**Your goal:** Please rewrite the records below as a numbered list, one item per line with blank lines dropped, and omit the pictures.

**Listing:**
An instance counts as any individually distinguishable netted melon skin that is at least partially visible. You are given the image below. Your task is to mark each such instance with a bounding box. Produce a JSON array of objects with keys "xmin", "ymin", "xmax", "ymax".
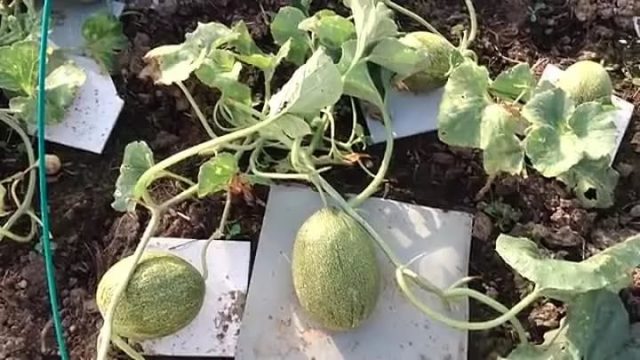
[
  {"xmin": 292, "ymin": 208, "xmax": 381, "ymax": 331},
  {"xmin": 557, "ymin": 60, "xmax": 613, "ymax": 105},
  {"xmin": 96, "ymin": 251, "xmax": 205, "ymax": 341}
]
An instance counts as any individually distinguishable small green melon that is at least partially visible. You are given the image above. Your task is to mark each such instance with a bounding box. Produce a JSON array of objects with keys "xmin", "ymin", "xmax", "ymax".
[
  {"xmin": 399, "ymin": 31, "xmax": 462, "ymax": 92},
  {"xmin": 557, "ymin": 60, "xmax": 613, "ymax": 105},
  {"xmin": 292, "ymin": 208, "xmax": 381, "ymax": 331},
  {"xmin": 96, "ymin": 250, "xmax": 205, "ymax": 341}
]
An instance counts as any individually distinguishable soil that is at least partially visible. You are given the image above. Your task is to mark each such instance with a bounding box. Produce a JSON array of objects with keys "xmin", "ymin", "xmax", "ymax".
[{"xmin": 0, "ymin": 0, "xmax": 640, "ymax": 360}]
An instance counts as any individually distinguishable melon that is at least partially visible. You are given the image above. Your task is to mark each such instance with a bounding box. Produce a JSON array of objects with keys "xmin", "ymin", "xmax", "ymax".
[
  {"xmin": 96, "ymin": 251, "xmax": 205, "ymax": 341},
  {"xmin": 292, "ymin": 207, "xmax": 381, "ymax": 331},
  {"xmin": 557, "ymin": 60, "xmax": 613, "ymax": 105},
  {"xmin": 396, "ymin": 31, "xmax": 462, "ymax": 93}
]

**Result of the task:**
1. An instance counts as any individually distinguishable netted melon skin that is at least partially visible. You are given the image below. Your task is to mark each such instance with a bounding box. Produce a JSON array of objects with keys "xmin", "ymin", "xmax", "ymax".
2. [
3.   {"xmin": 292, "ymin": 208, "xmax": 381, "ymax": 331},
4.   {"xmin": 557, "ymin": 60, "xmax": 613, "ymax": 105},
5.   {"xmin": 96, "ymin": 251, "xmax": 205, "ymax": 341}
6. ]
7. An instance counts as any individually distinguishable small green melon that is at least partially visible. You are given the image above. Your task is to mark each such instance with a bounding box. Produce a JSON array of objects with keys "xmin", "ymin", "xmax", "ymax".
8. [
9.   {"xmin": 399, "ymin": 31, "xmax": 462, "ymax": 92},
10.   {"xmin": 557, "ymin": 60, "xmax": 613, "ymax": 105},
11.   {"xmin": 292, "ymin": 208, "xmax": 381, "ymax": 331},
12.   {"xmin": 96, "ymin": 250, "xmax": 205, "ymax": 341}
13. ]
14. An instance counts as any individually distinguishable soil that is at least partially visible. You are given the image above. Your task is to mark each such instance with a bounding box. Produce a JSON array of objects with keys "xmin", "ymin", "xmax", "ymax".
15. [{"xmin": 0, "ymin": 0, "xmax": 640, "ymax": 360}]
16. An instance counts as any individually distinguishable melon that is at least partially visible. You are given the image above. Your task is to mark each such instance with a bounding box. Produce a JSON array of objects with keys "xmin", "ymin", "xmax", "ymax".
17. [
18.   {"xmin": 96, "ymin": 251, "xmax": 205, "ymax": 341},
19.   {"xmin": 292, "ymin": 207, "xmax": 381, "ymax": 331},
20.   {"xmin": 557, "ymin": 60, "xmax": 613, "ymax": 105},
21.   {"xmin": 396, "ymin": 31, "xmax": 462, "ymax": 93}
22. ]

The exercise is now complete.